[Coordinate annotation entries]

# # # # #

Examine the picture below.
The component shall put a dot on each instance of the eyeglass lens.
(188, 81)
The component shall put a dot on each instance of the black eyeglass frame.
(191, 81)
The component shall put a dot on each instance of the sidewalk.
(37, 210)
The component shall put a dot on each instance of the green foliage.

# # # # #

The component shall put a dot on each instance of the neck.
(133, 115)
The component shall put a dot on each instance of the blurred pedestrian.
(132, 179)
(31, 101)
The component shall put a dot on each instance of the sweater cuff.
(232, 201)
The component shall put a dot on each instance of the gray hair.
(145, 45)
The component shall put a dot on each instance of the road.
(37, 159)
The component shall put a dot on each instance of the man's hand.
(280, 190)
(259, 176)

# # # # #

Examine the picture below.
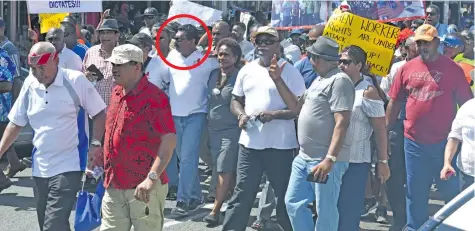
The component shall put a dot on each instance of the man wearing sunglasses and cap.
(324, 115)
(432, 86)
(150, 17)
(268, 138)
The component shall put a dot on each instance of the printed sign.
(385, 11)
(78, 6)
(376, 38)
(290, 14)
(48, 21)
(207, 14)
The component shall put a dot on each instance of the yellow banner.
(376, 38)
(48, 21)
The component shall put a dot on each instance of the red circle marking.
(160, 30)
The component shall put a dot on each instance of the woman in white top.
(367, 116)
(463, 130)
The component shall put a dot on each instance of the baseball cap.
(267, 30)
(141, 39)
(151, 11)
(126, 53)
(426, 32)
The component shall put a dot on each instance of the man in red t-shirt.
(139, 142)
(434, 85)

# # # # #

How many of the lines above contain the string "eyeglass", matching case exactly? Reply with the number alone.

2